[Saved data entries]
******************************

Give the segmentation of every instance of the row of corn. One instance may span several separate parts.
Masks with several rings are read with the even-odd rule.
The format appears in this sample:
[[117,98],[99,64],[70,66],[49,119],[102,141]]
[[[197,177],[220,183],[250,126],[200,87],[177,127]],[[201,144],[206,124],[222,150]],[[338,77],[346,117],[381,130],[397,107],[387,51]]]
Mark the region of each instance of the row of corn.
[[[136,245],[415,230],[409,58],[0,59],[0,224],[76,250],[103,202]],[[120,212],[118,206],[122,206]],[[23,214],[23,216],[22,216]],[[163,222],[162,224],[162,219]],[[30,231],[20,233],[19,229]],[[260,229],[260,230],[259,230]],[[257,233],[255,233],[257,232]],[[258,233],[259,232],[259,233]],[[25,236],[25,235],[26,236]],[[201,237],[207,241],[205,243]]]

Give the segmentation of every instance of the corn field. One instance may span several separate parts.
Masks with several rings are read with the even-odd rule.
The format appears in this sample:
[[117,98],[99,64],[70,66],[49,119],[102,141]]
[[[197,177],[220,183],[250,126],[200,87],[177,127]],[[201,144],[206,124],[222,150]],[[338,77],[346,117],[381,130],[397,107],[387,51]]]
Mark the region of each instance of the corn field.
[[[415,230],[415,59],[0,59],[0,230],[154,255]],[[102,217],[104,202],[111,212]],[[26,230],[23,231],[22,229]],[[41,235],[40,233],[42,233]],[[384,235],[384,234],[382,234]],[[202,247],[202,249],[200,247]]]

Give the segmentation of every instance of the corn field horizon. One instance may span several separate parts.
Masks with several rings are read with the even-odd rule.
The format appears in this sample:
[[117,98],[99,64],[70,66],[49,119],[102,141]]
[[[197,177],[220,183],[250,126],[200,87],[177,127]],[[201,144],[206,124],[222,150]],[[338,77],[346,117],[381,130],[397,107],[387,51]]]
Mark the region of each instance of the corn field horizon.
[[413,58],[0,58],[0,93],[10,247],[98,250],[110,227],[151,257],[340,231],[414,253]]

******************************

[GIVEN REQUEST]:
Can you retype every line of the records above word for word, leaving nothing out?

[COMPLETE OUTPUT]:
Give the segmentation of every instance of the row of corn. One instance may span several separate parts.
Masks with several rings are read with the even-odd rule.
The format appears in this sample:
[[117,98],[99,64],[70,66],[49,119],[102,141]]
[[[197,177],[220,183],[250,126],[200,87],[177,127]],[[201,144],[206,124],[222,150]],[[338,77],[346,117],[381,130],[397,107],[387,51]]]
Mark the region of each instance of the row of corn.
[[[136,245],[415,230],[409,58],[0,59],[0,224],[76,250],[103,202]],[[120,212],[118,206],[122,206]],[[23,214],[23,216],[22,216]],[[163,222],[162,224],[162,219]],[[30,231],[20,233],[19,229]],[[260,229],[260,230],[259,230]],[[257,233],[255,233],[257,232]],[[258,233],[259,232],[259,233]],[[25,236],[25,235],[26,236]],[[201,237],[207,241],[205,243]]]

Give the segmentation of every instance of the corn field. One instance may span several separate parts.
Masks with several rings are read with the even-odd rule.
The format appears in this sample:
[[117,98],[99,64],[70,66],[49,119],[102,141]]
[[[197,177],[220,183],[250,126],[200,87],[177,127]],[[201,144],[206,124],[222,150]],[[338,77],[346,117],[381,130],[397,107],[387,51]]]
Mark the region of each instance of the corn field.
[[[415,230],[415,59],[0,59],[0,230],[154,255]],[[102,217],[104,202],[111,212]],[[26,230],[23,231],[22,229]],[[41,235],[40,233],[42,233]],[[384,235],[384,234],[382,234]],[[202,247],[202,249],[200,247]]]

Give the segmentation of every instance of the corn field horizon. One instance may span several separate parts.
Masks with several rings are read with the even-odd rule.
The format appears in this sample:
[[117,98],[99,64],[70,66],[49,119],[102,141]]
[[[197,177],[220,183],[250,126],[200,87],[177,127]],[[201,144],[206,124],[222,150]],[[338,77],[346,117],[381,130],[397,107],[387,51]]]
Mark the region of each instance of the corn field horizon.
[[413,58],[0,58],[0,93],[10,247],[98,250],[110,227],[151,257],[340,231],[414,253]]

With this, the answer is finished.